▶ SET TASK:
Reproduce every line of the items below, requests included, and add -145 to each x and y coordinate in the answers while leaving the request text unchanged.
— start EXTRACTED RECORDS —
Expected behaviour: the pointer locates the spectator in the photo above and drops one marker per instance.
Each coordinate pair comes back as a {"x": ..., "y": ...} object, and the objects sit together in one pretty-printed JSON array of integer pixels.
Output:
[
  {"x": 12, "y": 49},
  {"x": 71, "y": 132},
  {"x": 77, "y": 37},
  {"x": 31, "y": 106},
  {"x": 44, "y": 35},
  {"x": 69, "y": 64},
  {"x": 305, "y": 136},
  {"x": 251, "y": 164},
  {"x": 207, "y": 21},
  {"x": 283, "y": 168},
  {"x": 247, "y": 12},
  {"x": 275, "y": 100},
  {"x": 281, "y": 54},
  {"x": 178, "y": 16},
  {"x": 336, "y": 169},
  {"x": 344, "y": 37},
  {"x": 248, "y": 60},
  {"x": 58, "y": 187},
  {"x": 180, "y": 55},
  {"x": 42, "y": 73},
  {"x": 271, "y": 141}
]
— end EXTRACTED RECORDS —
▶ WORKED SOLUTION:
Expected behaviour: the pointer locates the spectator in the photo above and drops one marker per instance.
Each coordinate pair comes back as a {"x": ..., "y": ...} object, and the objects sit together in one pretty-printed JSON array of integer pixels.
Output:
[
  {"x": -133, "y": -96},
  {"x": -74, "y": -13},
  {"x": -68, "y": -108},
  {"x": -114, "y": -39},
  {"x": -101, "y": -110},
  {"x": -76, "y": -81},
  {"x": 160, "y": -9},
  {"x": 106, "y": 19},
  {"x": 62, "y": -124},
  {"x": 138, "y": 23},
  {"x": 102, "y": -133},
  {"x": 130, "y": -45},
  {"x": 136, "y": -91},
  {"x": 33, "y": -129},
  {"x": 191, "y": 24},
  {"x": 199, "y": -108},
  {"x": 103, "y": -85},
  {"x": -87, "y": 42},
  {"x": 35, "y": -90},
  {"x": -103, "y": -72},
  {"x": 126, "y": -4}
]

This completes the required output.